▶ _Challenge A_
In the listing, reproduce the lines verbatim, starting at the line that contains "railing bar --return=outline" and ending after the line that contains "[[[407,419],[405,390],[277,368],[270,371],[270,378],[278,394]]]".

▶ _Source extract_
The pgvector extension is a cutting-edge addition to PostgreSQL that empowers the database with the ability to handle vector data natively. This feature allows you to store and query vector information, making it ideal for applications involving copilots, recommendation systems, and similarity searches. To enable vector embeddings to be stored alongside the rest of your data in a PostgreSQL database, you must alter the tables in which you want to store embeddings to add columns with the vector data type provided by the extension.

What are vectors?

Vectors, also referred to as embeddings or vector embeddings, are mathematical structures that represent data in a high-dimensional space. Each dimension in this space corresponds to a particular feature of the data, and complex data might be represented using tens of thousands of these dimensions. The location of a vector in this space captures its unique attributes. Various types of data, including words, phrases, entire documents, images, audio, and more, can be transformed into vectors. By using vector search, it's possible to find similar data across different types thanks to this uniform representation.

An embedding is a dense and informative data format that machine learning models and algorithms can effectively leverage. Embeddings encapsulate the semantic meaning of a piece of text in the form of a vector of floating-point numbers. Consequently, the proximity of two embeddings in the vector space reflects the semantic similarity between the original inputs.

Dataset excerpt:
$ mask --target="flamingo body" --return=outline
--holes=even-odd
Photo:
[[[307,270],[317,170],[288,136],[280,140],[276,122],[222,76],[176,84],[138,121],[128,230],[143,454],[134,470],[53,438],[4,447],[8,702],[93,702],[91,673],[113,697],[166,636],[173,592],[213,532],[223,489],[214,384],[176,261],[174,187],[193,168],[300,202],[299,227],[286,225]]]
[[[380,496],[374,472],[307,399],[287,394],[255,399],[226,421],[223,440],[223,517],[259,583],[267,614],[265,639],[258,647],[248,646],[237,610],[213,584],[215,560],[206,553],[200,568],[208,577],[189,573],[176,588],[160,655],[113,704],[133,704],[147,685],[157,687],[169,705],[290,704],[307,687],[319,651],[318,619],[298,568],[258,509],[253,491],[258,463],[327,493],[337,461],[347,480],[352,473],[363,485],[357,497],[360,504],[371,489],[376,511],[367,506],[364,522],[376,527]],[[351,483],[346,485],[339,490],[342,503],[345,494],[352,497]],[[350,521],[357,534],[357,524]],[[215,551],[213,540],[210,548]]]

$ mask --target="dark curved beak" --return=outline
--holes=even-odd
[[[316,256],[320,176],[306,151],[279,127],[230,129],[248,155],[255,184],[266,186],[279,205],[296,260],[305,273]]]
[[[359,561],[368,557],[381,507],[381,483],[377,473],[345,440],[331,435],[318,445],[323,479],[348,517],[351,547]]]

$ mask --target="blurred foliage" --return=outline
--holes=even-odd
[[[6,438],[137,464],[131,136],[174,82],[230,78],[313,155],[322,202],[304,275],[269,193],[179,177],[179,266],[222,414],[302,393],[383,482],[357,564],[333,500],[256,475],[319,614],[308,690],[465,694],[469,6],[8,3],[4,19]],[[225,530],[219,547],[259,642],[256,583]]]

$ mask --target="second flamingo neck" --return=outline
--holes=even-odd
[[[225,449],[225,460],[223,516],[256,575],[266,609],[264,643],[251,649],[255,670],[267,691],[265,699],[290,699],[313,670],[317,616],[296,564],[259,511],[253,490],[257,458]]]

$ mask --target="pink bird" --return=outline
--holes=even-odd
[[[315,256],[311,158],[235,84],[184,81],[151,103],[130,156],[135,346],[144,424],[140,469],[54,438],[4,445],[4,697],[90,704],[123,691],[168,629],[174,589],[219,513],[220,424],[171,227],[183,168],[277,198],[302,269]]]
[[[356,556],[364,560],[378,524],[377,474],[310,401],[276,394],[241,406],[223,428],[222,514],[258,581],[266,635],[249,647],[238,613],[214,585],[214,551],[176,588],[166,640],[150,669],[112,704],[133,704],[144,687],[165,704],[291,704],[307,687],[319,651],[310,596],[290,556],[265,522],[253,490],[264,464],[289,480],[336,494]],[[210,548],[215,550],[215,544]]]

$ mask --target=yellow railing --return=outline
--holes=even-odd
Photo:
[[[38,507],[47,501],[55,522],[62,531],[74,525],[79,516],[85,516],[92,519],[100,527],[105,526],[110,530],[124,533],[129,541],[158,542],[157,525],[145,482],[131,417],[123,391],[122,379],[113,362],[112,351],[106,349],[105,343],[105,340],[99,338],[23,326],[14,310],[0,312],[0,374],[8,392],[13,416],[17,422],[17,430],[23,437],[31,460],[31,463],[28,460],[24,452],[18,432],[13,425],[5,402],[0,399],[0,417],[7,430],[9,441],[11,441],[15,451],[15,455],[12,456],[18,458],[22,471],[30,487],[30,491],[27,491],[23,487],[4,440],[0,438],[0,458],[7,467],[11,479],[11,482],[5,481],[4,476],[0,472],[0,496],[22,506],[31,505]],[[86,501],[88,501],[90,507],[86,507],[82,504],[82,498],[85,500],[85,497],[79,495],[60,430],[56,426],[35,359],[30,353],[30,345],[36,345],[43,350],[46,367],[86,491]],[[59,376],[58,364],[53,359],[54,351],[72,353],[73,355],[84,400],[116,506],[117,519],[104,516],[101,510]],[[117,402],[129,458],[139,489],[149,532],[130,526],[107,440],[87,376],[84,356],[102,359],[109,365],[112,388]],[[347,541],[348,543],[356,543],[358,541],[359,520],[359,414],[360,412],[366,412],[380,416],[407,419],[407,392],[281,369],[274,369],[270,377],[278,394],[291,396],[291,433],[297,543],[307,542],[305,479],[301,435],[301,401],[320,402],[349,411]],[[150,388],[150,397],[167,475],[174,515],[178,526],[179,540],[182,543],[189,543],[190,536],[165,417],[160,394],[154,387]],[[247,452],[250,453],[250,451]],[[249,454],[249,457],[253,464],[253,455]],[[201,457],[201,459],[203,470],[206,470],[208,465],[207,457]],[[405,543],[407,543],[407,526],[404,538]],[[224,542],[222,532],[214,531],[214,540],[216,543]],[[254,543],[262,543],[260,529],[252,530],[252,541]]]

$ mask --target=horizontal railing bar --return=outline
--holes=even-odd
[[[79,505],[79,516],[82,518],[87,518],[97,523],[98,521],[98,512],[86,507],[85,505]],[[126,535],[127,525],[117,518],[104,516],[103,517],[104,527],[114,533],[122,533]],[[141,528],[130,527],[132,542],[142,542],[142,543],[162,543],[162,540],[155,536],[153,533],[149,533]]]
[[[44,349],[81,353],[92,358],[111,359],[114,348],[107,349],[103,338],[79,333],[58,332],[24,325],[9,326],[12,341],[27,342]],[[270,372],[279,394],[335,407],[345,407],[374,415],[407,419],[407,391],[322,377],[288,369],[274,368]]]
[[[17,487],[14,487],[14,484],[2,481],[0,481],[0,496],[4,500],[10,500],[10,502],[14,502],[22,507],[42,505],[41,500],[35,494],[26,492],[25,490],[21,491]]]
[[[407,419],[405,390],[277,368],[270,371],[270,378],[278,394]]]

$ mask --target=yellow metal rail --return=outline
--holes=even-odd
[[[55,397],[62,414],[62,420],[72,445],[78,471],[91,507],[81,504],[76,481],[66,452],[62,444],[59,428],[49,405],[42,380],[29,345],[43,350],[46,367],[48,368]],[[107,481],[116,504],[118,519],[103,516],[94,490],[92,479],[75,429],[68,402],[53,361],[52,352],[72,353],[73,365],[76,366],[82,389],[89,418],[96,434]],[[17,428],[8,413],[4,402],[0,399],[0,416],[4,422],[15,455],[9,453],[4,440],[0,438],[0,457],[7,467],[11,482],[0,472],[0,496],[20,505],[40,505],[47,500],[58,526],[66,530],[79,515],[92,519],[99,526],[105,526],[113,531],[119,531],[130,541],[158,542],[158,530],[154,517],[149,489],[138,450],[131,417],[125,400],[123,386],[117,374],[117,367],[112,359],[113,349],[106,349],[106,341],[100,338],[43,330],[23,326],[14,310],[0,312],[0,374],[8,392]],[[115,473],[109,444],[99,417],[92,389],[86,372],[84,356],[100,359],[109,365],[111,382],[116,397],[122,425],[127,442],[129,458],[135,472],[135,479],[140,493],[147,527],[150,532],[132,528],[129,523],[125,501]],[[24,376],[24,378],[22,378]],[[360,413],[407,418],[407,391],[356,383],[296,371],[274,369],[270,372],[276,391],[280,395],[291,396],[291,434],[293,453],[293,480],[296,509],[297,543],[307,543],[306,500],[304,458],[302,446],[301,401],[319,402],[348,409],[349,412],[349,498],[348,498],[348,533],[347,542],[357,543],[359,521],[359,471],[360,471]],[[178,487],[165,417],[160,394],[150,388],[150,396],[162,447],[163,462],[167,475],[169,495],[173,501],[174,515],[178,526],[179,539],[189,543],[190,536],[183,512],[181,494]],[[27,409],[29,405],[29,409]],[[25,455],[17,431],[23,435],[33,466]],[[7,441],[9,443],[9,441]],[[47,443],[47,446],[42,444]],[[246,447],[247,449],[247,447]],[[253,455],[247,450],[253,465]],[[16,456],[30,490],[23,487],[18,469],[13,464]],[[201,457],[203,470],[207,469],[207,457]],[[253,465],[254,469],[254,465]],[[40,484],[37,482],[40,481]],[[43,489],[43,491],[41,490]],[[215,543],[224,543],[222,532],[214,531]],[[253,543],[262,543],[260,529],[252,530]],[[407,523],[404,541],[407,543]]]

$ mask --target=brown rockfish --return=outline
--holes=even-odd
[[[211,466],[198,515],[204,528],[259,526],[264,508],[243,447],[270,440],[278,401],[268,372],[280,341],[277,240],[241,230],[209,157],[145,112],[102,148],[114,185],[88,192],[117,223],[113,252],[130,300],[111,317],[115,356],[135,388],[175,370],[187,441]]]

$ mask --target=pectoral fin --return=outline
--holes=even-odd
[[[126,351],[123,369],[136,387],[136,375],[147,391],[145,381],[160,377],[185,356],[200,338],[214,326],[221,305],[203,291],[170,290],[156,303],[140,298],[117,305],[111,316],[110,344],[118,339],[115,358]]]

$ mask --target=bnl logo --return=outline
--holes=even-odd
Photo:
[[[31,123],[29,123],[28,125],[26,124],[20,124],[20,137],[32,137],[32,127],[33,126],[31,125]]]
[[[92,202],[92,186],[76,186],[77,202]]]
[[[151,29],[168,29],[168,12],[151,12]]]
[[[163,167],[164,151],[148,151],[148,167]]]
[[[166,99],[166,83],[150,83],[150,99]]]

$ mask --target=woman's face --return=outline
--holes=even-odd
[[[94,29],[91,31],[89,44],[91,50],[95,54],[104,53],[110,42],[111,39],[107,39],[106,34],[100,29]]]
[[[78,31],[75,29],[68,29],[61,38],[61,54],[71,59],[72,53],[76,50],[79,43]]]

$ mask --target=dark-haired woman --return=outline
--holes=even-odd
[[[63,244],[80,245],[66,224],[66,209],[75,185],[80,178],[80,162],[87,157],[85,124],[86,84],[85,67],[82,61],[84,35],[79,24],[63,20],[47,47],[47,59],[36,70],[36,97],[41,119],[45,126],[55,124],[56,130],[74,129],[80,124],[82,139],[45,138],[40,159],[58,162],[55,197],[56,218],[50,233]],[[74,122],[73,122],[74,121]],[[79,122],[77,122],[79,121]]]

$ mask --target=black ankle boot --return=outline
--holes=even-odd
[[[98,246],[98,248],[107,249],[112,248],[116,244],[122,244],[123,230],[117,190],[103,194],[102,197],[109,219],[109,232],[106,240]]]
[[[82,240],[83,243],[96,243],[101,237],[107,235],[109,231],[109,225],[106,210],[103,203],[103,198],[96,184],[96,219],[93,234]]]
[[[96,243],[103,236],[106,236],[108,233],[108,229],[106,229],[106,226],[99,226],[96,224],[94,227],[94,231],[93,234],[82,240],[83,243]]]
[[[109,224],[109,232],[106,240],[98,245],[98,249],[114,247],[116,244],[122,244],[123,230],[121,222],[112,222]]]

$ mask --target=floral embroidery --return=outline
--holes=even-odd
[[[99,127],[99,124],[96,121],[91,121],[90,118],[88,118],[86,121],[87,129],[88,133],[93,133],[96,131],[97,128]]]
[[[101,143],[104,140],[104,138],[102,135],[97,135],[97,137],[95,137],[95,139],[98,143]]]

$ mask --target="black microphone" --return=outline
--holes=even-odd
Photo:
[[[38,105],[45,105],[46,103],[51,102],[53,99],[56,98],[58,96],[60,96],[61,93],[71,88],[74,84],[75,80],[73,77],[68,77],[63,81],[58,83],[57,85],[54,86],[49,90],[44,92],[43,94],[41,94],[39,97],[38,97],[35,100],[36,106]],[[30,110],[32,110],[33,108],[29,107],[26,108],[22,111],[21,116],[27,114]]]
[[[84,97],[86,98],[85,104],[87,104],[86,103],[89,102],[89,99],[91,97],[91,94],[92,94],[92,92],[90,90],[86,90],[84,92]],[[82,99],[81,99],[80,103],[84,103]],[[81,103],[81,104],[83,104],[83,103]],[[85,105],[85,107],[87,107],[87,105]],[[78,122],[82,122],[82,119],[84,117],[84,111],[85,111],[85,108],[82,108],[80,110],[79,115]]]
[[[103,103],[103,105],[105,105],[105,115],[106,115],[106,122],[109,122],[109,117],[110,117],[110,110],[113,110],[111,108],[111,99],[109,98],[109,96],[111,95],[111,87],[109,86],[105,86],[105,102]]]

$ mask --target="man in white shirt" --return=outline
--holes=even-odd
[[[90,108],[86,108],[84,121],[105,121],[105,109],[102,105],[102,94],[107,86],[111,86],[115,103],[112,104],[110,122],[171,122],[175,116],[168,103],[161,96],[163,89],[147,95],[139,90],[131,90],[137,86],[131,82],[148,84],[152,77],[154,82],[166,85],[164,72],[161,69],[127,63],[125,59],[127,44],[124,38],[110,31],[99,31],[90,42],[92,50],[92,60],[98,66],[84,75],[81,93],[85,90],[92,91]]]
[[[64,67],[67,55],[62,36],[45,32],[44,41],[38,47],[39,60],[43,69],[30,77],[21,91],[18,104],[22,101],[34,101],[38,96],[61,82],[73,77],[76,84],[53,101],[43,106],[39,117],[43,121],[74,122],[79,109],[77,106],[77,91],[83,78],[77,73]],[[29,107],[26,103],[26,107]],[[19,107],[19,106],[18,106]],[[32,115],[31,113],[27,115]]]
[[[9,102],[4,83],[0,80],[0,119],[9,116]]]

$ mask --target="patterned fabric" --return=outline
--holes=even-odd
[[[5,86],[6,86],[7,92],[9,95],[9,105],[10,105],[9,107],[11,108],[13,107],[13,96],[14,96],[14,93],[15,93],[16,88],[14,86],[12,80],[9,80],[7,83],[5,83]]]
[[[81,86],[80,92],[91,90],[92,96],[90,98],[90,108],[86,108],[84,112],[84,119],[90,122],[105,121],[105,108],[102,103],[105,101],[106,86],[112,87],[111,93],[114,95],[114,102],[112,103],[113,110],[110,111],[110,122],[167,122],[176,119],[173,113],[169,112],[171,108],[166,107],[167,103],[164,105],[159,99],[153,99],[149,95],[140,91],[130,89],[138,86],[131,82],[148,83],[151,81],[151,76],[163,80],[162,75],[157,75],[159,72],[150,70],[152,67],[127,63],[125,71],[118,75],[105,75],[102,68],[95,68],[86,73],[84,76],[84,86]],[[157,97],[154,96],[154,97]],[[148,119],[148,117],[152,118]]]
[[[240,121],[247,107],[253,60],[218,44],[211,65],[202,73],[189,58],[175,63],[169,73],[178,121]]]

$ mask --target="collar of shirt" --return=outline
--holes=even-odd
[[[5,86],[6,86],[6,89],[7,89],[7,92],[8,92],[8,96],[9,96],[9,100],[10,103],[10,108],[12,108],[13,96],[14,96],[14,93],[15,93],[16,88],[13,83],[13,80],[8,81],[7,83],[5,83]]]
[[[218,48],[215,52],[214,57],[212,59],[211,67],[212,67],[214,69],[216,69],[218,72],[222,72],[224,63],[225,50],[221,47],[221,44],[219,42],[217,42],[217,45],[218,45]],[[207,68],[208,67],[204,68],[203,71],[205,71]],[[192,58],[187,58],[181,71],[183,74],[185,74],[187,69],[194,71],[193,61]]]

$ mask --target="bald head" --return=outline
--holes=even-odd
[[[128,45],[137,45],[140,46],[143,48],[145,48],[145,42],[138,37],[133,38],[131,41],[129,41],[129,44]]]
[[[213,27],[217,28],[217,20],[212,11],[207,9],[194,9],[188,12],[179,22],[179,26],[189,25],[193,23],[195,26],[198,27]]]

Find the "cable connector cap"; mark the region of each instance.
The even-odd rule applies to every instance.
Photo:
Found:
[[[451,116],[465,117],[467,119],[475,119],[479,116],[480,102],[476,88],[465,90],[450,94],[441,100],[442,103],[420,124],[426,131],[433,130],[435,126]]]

▶ _Challenge B_
Condense the paragraph of the pgvector passage that begins "Vectors, also referred to as" into a short bulleted list that keeps its main facts.

▶ _Correct result A_
$ mask --target=horizontal railing bar --return=outline
--holes=even-odd
[[[79,505],[79,516],[82,518],[87,518],[97,523],[98,521],[98,512],[86,507],[85,505]],[[126,535],[127,525],[117,518],[104,516],[103,517],[104,527],[114,533],[122,533]],[[141,528],[130,527],[132,542],[142,542],[142,543],[162,543],[162,540],[155,536],[153,533],[149,533]]]
[[[44,349],[81,353],[92,358],[111,359],[114,348],[107,349],[103,338],[79,333],[58,332],[24,325],[9,326],[12,341],[27,342]],[[270,372],[279,394],[335,407],[345,407],[374,415],[407,419],[407,391],[322,377],[288,369],[274,368]]]
[[[17,487],[14,487],[14,484],[2,481],[0,481],[0,496],[4,500],[10,500],[10,502],[14,502],[22,507],[42,505],[41,500],[35,494],[26,492],[25,490],[21,491]]]
[[[407,419],[405,390],[277,368],[270,371],[270,378],[278,394]]]

▶ _Correct result B_
- Vectors (also called embeddings or vector embeddings) are mathematical structures that represent data in a high-dimensional space.
- Each dimension corresponds to a feature of the data, and complex data may use tens of thousands of dimensions.
- A vector's location in this space captures its unique attributes.
- Words, phrases, entire documents, images, audio, and more can be transformed into vectors.
- Because of this uniform representation, vector search can find similar data across different types.